Selasa, 16 Februari 2010

Bacaan Minggu Sexagesima, 7 Pebruari 2010 : Samuel 8:1-9






Minggu Sexagesima, 7 Pebruari 1 Samuel 8:1-9


UMAT YANG MEMBERONTAK


Pengantar


Apakah hal yang sangat penting di dalam kehidupan Kristen? Apakah rajin ke Gereja? Giat di dalam berbagai aktivitas, seperti paduan suara, mengajar Sekolah Minggu, dan lain-lain? Jawabnya, adalah ketaatan. Ketaatan merupakan unsur yang sangat penting dan sangat didambakan terjadi di dalam kehidupan Kristen. Ketaatan, merupakan hal yang sangat memperkenankan hati Allah. Semua kegiatan tersebut di atas, adalah baik. Tetapi tanpa ketaatan kepada Allah, kegiatan tersebut tidak banyak gunanya. Bahkan tanpa ketaatan, kegiatan seperti itu, dapat dijadikan tameng untuk menutupi segala kelamahan dan dosa serta hidup munafik. Itulah sebabnya, seruan untuk hidup taat, terus menerus diserukan oleh Allah kepada umat-Nya, baik melalui nabi-nabi Perjanjian Lama, mau pun oleh Tuhan Yesus sendiri dan rasul-rasul-Nya di dalam Perjanjian Baru.
Meskipun demikian, hasilnya tidaklah selalu seperti yang diharapkan. Cukup sering hal yang sebaliknya yang terjadi, yaitu umat yang memberontak kepada Allah. Tentu saja, pemberontakan merupakan sesuatu yang tidak diperkenankan Allah. Hal itu, bukan hanya membuat Allah sedih, tapi dapat juga membangkitkan amarah-Nya. Itulah yang dapat kita pelajari dari bacaan epistel hari ini.

Materi yang Ditampilkan →
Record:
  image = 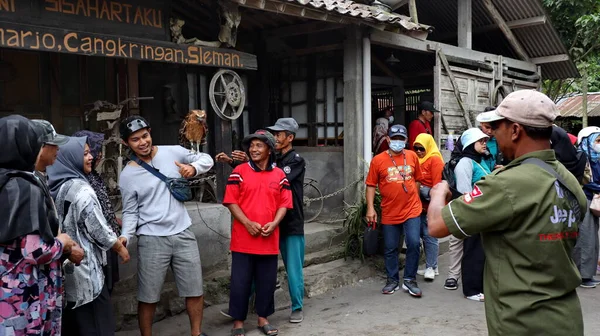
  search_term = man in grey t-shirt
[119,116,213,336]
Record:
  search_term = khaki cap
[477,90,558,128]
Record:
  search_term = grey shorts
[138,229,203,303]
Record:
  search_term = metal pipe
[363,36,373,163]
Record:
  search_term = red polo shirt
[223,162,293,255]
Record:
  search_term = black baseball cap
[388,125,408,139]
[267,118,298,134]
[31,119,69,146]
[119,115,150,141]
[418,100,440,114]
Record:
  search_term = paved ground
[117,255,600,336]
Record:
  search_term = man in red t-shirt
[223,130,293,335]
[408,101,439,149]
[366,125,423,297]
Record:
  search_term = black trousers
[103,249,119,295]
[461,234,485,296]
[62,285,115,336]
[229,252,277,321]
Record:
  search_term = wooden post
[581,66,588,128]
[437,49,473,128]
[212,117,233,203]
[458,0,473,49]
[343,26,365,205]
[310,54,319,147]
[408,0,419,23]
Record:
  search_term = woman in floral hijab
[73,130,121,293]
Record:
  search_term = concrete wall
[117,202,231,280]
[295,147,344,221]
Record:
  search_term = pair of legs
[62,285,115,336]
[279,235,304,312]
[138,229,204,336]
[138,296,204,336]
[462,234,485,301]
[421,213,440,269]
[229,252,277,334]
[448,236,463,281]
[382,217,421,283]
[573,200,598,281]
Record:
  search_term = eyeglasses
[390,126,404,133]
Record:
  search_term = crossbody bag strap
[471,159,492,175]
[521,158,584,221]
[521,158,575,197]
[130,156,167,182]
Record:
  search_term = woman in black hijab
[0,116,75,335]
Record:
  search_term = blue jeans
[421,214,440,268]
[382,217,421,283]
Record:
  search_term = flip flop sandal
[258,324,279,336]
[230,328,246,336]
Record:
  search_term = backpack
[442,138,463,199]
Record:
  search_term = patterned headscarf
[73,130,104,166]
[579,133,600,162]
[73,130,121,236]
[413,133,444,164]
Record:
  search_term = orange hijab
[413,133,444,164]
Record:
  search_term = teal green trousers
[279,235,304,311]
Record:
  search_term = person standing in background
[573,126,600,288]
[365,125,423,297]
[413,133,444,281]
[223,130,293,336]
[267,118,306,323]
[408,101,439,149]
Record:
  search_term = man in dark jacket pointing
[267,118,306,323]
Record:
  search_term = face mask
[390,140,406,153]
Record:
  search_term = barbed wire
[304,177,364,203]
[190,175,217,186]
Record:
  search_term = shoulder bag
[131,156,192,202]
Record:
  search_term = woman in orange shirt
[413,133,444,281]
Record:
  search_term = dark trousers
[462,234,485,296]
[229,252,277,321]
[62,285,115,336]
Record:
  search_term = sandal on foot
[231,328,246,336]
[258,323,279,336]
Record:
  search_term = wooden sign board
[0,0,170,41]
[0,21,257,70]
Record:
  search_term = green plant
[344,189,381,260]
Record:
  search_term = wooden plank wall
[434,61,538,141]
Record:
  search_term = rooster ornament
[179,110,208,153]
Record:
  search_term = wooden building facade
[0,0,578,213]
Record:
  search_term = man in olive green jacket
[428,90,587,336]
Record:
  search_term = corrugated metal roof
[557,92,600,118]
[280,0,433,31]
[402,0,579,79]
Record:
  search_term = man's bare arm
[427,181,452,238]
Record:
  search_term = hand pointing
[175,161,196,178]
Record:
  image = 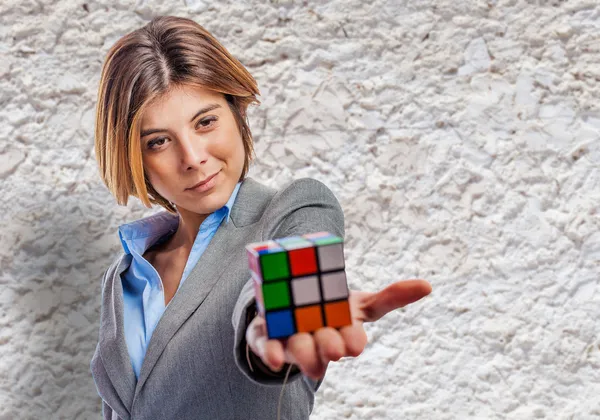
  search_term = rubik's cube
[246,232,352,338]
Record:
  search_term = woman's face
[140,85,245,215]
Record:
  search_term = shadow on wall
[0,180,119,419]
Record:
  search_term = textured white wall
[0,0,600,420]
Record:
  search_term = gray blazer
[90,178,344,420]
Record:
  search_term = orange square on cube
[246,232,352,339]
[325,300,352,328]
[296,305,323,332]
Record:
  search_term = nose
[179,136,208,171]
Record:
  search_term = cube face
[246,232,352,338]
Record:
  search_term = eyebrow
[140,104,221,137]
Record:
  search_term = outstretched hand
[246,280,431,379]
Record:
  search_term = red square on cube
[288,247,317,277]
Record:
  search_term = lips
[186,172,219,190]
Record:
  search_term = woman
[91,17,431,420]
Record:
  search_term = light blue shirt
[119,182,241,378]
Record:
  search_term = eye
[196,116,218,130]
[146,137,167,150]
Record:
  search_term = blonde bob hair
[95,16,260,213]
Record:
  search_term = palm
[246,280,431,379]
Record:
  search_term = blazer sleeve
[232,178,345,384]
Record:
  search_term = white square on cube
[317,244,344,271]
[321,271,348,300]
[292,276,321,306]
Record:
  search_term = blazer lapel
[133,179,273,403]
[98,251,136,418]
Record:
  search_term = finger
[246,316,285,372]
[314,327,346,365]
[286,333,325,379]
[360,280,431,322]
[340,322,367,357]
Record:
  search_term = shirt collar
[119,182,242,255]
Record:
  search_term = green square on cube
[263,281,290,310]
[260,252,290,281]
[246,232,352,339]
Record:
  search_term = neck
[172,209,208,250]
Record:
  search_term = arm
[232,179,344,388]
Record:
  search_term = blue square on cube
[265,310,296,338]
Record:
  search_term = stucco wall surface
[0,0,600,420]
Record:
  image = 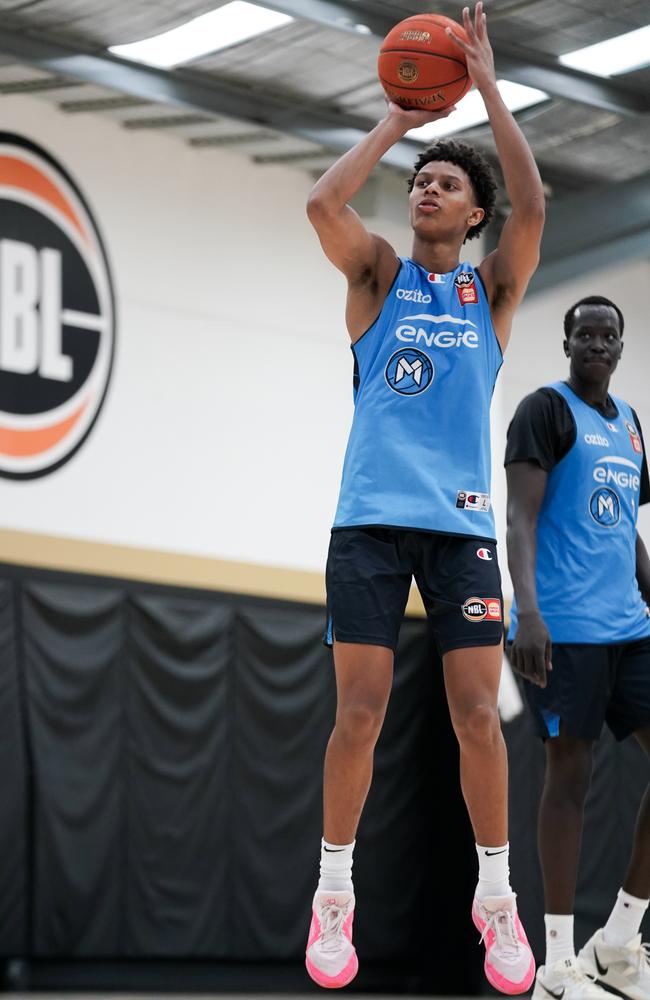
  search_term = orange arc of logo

Uraian Tugas → Salin kembali bagian teks dari "Apakah hal yang" sampai "dalam Perjanjian Baru.", lalu ganti setiap kata "kegiatan" dengan "pelayanan". Catatan di atas tidak memiliki hubungan apa pun dengan teks.

Jawaban Latihan →
Apakah hal yang sangat penting di dalam kehidupan Kristen? Apakah rajin ke Gereja? Giat di dalam berbagai aktivitas, seperti paduan suara, mengajar Sekolah Minggu, dan lain-lain? Jawabnya, adalah ketaatan. Ketaatan merupakan unsur yang sangat penting dan sangat didambakan terjadi di dalam kehidupan Kristen. Ketaatan, merupakan hal yang sangat memperkenankan hati Allah. Semua pelayanan tersebut di atas, adalah baik. Tetapi tanpa ketaatan kepada Allah, pelayanan tersebut tidak banyak gunanya. Bahkan tanpa ketaatan, pelayanan seperti itu, dapat dijadikan tameng untuk menutupi segala kelamahan dan dosa serta hidup munafik. Itulah sebabnya, seruan untuk hidup taat, terus menerus diserukan oleh Allah kepada umat-Nya, baik melalui nabi-nabi Perjanjian Lama, mau pun oleh Tuhan Yesus sendiri dan rasul-rasul-Nya di dalam Perjanjian Baru.